STATED PROBLEM: Render the stretch of data that opens with the line containing "the window on" and closes with the line containing "[(55, 102), (61, 109)]", both ends included, as a Markdown table with the columns No. and Text. Give one row per line, number the rows in order, and omit blank lines.

SOURCE RECORDS:
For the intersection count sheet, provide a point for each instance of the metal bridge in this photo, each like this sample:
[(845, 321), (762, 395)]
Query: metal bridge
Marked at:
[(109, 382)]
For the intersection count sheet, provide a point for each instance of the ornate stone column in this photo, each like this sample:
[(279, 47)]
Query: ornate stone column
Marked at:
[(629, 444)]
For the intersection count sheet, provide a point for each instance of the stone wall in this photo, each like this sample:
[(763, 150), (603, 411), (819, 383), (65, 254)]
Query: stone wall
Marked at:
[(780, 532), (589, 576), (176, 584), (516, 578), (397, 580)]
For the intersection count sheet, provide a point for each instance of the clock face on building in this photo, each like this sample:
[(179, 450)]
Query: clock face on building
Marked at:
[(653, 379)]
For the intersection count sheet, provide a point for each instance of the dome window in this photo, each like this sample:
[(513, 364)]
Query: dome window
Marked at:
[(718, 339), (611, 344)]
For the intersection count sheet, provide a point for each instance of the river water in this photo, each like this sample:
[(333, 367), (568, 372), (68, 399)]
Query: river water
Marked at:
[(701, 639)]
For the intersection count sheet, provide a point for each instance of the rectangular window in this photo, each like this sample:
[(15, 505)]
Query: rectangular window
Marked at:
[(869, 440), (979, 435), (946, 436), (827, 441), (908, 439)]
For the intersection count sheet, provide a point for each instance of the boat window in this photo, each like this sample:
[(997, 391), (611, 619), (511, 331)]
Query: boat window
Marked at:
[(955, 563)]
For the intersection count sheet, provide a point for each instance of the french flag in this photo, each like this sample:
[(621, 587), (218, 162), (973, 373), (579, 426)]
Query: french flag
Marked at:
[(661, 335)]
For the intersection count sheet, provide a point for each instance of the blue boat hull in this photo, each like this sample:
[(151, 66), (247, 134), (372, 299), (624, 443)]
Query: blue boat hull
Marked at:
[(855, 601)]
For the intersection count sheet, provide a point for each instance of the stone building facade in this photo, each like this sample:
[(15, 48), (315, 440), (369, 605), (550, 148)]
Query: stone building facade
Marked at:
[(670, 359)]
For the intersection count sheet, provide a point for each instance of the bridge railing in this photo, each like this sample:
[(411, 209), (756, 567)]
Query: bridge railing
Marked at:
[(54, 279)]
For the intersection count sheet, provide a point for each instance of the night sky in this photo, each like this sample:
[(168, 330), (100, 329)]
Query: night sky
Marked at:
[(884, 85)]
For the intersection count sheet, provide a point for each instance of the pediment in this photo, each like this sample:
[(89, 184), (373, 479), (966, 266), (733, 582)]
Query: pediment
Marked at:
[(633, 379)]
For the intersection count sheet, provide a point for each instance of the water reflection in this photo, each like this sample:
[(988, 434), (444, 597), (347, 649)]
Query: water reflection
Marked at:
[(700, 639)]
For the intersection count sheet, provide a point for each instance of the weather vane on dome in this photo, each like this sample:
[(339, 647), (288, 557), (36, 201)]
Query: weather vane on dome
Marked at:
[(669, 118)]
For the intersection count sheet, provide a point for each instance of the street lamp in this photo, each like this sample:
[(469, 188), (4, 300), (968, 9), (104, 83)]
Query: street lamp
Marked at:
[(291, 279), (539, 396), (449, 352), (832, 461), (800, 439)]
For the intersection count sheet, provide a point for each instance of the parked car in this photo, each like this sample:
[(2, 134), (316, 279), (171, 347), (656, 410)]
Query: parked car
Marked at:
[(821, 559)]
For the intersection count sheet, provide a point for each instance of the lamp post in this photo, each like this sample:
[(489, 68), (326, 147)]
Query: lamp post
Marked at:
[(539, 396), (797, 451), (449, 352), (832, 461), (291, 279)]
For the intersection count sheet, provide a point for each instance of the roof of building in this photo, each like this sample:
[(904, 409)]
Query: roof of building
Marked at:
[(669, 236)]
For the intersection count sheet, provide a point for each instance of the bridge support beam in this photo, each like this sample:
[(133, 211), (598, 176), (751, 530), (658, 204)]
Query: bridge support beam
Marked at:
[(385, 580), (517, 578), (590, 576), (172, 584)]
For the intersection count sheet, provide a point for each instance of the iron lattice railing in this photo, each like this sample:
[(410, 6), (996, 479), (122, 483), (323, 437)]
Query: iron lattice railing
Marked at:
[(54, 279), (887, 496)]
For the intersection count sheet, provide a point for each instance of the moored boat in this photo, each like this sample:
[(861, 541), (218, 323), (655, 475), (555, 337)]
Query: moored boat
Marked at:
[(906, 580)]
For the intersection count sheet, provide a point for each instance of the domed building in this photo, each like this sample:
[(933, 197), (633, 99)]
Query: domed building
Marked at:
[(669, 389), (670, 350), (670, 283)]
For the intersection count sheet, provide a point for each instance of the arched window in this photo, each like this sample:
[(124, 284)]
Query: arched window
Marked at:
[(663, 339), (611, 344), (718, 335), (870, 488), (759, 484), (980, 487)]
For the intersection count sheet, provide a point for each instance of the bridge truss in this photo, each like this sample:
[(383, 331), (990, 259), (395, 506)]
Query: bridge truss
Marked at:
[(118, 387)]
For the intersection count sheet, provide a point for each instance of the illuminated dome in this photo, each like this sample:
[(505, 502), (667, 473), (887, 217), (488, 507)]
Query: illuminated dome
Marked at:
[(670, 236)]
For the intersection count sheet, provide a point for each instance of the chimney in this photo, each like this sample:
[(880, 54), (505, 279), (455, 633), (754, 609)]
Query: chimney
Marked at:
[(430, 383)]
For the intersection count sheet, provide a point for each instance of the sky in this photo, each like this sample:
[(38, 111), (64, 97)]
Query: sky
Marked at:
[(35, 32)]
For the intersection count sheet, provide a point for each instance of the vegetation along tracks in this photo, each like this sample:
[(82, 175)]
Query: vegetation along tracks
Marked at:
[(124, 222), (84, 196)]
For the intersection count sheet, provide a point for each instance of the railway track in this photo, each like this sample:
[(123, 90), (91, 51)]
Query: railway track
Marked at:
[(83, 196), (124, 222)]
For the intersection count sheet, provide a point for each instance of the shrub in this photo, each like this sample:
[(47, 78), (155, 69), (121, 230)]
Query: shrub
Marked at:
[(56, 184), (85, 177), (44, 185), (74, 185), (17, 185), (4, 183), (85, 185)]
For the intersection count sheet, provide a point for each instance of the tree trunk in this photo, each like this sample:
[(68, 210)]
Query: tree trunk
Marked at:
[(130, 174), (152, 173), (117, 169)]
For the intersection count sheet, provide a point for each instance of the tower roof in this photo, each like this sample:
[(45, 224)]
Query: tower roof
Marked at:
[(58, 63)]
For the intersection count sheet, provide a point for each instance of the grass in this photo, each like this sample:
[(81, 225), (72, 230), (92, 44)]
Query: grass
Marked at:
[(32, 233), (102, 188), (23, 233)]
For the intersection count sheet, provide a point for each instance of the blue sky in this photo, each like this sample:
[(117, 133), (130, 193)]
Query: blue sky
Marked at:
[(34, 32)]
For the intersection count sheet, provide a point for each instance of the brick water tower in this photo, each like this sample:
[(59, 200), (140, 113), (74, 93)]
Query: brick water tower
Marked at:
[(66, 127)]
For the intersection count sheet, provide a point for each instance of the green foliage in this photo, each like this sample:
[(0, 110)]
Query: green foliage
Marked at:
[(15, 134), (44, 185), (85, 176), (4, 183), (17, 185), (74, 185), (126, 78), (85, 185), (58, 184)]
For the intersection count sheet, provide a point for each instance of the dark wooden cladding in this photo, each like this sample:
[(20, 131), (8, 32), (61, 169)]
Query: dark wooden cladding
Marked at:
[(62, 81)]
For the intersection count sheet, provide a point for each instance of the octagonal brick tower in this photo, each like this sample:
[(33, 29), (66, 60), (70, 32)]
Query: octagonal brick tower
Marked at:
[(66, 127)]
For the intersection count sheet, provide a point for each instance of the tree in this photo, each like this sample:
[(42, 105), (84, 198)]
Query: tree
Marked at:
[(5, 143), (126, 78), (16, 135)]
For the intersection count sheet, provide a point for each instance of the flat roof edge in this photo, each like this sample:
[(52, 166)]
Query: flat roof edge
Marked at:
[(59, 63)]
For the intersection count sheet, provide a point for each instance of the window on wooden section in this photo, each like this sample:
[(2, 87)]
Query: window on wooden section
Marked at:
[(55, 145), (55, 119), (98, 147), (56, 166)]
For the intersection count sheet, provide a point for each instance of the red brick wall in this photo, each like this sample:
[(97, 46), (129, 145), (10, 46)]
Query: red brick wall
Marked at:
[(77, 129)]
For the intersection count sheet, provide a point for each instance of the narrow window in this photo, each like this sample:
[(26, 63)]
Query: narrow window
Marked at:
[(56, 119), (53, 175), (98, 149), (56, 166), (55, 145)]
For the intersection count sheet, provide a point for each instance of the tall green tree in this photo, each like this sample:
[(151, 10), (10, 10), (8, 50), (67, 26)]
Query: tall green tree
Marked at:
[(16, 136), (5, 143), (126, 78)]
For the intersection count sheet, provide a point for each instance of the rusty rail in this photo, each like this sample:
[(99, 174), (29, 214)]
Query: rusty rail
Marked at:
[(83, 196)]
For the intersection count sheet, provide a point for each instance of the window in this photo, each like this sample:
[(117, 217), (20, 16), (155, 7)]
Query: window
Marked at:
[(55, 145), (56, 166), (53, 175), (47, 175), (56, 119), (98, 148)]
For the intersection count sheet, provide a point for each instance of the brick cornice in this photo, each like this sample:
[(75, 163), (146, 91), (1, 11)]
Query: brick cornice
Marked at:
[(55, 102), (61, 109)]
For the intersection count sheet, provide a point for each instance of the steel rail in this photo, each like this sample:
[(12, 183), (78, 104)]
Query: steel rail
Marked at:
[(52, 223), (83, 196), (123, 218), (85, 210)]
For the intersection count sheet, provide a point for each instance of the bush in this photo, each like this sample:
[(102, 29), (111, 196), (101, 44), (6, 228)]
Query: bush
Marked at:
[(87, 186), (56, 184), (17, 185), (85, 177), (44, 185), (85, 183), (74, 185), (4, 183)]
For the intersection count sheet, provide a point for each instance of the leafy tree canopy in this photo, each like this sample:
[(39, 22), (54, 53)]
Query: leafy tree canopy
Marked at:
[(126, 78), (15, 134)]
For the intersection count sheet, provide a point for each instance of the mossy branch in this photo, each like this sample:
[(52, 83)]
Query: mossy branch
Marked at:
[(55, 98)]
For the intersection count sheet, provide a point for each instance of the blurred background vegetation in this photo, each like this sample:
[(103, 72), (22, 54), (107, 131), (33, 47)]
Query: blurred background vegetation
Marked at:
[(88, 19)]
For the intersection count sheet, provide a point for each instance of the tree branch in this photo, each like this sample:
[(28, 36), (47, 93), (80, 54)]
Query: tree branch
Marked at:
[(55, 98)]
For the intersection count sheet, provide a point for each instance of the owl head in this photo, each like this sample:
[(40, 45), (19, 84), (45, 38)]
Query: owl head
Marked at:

TASK RESPONSE:
| No. | Text |
|---|---|
| 1 | For the intersection count sheet, provide a point for each instance of the window on wooden section in this photo, each like this sample: |
| 2 | [(2, 87)] |
| 3 | Query: window on wooden section |
| 4 | Marked at: |
| 5 | [(55, 145), (55, 119), (98, 147), (56, 166)] |
| 6 | For the intersection count sheet, provide a point for each instance of the red brick wall in this photo, each like this sample: |
| 7 | [(97, 46), (129, 145), (10, 46)] |
| 8 | Query: red brick wall |
| 9 | Marked at: |
| 10 | [(77, 129)] |
| 11 | For the intersection count sheet, provide a point for each instance of the narrow window in this photo, each like this sample: |
| 12 | [(26, 63)] |
| 13 | Query: narrow window |
| 14 | Marked at: |
| 15 | [(56, 119), (53, 175), (98, 149), (56, 166), (55, 145)] |
| 16 | For the intersection count sheet, provide a point for each instance of the tall green tree in this photo, each like this sample: |
| 17 | [(151, 10), (10, 10), (8, 50), (67, 26)] |
| 18 | Query: tall green tree |
| 19 | Marked at: |
| 20 | [(16, 136), (5, 143), (126, 78)] |
| 21 | For the intersection count sheet, provide a point for each instance of the rusty rail in this photo, each like this sample: |
| 22 | [(99, 174), (29, 214)] |
| 23 | Query: rusty rail |
| 24 | Marked at: |
| 25 | [(83, 196)] |
| 26 | For the intersection count sheet, provide a point for each instance of the window in this photo, each like this sample: |
| 27 | [(117, 217), (20, 16), (155, 7)] |
| 28 | Query: window |
| 29 | Marked at: |
| 30 | [(55, 145), (56, 166), (53, 175), (47, 175), (56, 119), (98, 148)] |
| 31 | For the intersection count sheet, provide a point for each instance of the brick cornice in this photo, each like this sample: |
| 32 | [(75, 163), (146, 91), (1, 11)] |
| 33 | Query: brick cornice |
| 34 | Marked at: |
| 35 | [(55, 102), (61, 109)] |